- **TASK**
Your answer must consist of exactly the lines below, starting with the line with "Query: white cloud" and going on through the line with "notation: point(37, 129).", and nothing else.

RECORDS TO PROCESS section start

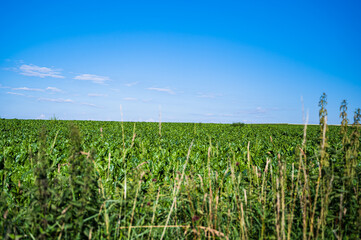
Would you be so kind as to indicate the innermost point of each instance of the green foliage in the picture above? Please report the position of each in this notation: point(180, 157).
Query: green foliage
point(111, 180)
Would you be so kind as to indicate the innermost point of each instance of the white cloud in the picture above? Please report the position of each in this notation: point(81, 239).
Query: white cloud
point(208, 95)
point(36, 71)
point(53, 89)
point(131, 84)
point(58, 100)
point(29, 89)
point(12, 93)
point(130, 99)
point(167, 90)
point(93, 78)
point(42, 116)
point(1, 86)
point(97, 95)
point(89, 104)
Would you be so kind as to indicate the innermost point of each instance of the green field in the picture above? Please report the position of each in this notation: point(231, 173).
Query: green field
point(114, 180)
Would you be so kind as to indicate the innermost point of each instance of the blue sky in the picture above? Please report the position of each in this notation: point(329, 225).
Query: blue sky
point(193, 61)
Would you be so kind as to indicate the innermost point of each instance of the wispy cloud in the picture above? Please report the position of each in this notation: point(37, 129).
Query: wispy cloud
point(1, 86)
point(208, 95)
point(131, 84)
point(167, 90)
point(130, 99)
point(12, 93)
point(29, 89)
point(89, 105)
point(42, 116)
point(97, 95)
point(53, 89)
point(57, 100)
point(93, 78)
point(36, 71)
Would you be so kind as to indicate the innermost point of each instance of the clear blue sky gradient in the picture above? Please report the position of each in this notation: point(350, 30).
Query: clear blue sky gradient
point(193, 61)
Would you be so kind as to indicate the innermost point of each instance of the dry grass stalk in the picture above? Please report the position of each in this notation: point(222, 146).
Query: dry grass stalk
point(206, 229)
point(135, 203)
point(179, 185)
point(154, 209)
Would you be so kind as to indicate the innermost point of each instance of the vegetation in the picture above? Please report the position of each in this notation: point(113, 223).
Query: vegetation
point(111, 180)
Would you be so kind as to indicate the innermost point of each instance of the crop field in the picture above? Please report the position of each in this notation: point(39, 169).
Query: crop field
point(124, 180)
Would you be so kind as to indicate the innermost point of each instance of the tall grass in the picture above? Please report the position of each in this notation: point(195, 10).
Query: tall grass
point(205, 191)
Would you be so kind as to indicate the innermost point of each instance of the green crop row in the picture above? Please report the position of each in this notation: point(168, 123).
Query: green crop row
point(114, 180)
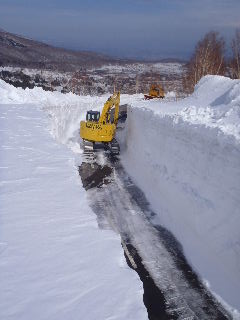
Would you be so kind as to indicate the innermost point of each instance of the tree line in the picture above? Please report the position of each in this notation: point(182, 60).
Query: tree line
point(209, 58)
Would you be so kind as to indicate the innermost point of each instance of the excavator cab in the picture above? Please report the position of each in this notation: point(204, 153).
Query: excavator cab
point(101, 127)
point(93, 116)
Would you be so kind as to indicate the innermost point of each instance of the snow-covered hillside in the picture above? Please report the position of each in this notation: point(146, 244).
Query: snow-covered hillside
point(185, 156)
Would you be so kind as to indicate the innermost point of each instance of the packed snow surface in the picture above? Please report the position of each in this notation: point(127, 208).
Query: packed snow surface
point(185, 156)
point(55, 263)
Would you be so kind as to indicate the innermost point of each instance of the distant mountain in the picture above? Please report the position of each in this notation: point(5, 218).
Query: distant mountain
point(22, 52)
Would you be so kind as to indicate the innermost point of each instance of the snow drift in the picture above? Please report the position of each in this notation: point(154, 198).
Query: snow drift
point(186, 158)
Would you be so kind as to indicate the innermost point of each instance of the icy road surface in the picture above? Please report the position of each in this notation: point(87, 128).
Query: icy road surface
point(121, 206)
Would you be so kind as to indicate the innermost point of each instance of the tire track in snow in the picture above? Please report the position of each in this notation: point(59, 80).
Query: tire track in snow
point(152, 251)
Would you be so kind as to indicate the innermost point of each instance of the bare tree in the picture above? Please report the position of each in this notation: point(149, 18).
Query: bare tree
point(208, 58)
point(235, 61)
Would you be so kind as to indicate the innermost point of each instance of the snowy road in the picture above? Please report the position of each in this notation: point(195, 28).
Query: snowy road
point(121, 206)
point(49, 270)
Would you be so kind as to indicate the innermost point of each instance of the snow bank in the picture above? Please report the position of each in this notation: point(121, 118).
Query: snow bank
point(185, 156)
point(55, 262)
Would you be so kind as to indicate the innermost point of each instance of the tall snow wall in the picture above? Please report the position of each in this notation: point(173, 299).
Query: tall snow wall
point(191, 176)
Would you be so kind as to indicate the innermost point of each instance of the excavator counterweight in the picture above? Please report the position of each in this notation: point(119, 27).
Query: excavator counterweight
point(156, 91)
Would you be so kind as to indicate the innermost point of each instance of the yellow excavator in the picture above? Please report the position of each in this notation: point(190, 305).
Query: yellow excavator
point(101, 128)
point(156, 91)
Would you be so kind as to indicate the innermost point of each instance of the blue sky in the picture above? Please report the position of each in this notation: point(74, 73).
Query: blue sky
point(130, 28)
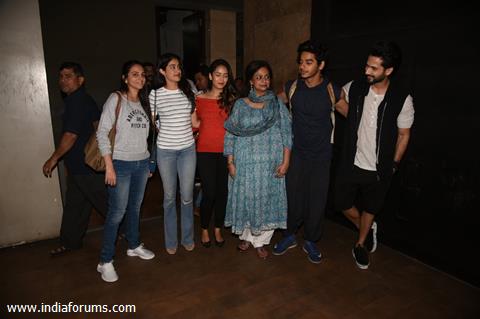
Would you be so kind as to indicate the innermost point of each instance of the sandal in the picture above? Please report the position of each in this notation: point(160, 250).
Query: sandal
point(262, 252)
point(243, 246)
point(59, 251)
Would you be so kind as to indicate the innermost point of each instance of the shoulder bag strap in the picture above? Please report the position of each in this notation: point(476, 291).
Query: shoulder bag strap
point(331, 94)
point(117, 113)
point(293, 87)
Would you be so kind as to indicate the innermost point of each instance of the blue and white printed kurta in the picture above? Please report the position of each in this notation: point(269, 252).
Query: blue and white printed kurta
point(256, 198)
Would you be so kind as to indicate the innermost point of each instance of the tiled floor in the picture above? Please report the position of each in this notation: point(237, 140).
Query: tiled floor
point(224, 283)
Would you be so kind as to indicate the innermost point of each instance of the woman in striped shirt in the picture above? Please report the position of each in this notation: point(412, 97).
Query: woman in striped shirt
point(172, 106)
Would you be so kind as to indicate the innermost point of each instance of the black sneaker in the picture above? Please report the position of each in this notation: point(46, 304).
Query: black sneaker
point(371, 240)
point(360, 254)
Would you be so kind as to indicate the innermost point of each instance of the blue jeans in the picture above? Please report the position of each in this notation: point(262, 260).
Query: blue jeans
point(124, 199)
point(170, 164)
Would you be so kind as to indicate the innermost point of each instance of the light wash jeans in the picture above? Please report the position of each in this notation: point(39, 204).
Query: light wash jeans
point(124, 199)
point(170, 164)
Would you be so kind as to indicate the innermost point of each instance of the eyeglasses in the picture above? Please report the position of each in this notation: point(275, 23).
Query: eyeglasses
point(262, 77)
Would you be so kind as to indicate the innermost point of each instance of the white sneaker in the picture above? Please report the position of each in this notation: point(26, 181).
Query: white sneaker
point(140, 252)
point(108, 272)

RECORDS TO PROCESS section end

- **RESULT FOR THIS TASK**
Query: white cloud
point(208, 95)
point(36, 71)
point(53, 89)
point(131, 84)
point(58, 100)
point(29, 89)
point(12, 93)
point(130, 99)
point(167, 90)
point(93, 78)
point(42, 116)
point(1, 86)
point(97, 95)
point(89, 104)
Would you be so kind as to indicate the innermost point of each instance of the green field in the picture above? Please report the position of each in this notation: point(231, 173).
Query: green field
point(114, 180)
Would you be so kind as to indicate the innermost point of each instance of the blue sky in the picture above? Please report the position of each in this notation: point(329, 225).
Query: blue sky
point(193, 61)
Would you be so kind as to indicate the innermost point of each instance of the wispy cloud in the picture above? Please report the position of each in this notation: point(37, 129).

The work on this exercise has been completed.